━━ DATA ROWS

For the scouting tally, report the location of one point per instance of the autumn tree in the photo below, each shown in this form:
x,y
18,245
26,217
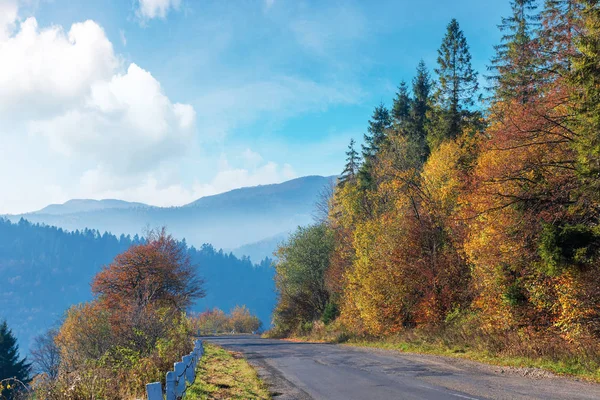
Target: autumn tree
x,y
300,276
158,272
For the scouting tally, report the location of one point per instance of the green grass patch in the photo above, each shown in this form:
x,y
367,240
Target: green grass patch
x,y
571,366
224,375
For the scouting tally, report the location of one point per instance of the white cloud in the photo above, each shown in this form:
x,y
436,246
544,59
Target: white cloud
x,y
230,177
47,70
278,98
8,16
149,9
76,123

━━━━

### EXERCISE DETAILS
Copy out the rows above word for word, leaving out the pictures.

### WRITTEN SOLUTION
For the scouting tally, report the location of one point per instance of the autumn tree in the photo below, each shown in this form:
x,y
18,245
26,217
Target: autumn tree
x,y
300,276
158,272
For the scouting tally, report the location of one point per instance of the green grass patch in the photo above, each shown in this form:
x,y
367,240
Target: green grass patch
x,y
571,366
224,375
For the scouting tally, report the location of one point per instance of the white cloud in the photo above, each shown in this form:
x,y
436,246
544,59
Target: white cloud
x,y
230,177
47,70
278,98
8,16
149,9
76,123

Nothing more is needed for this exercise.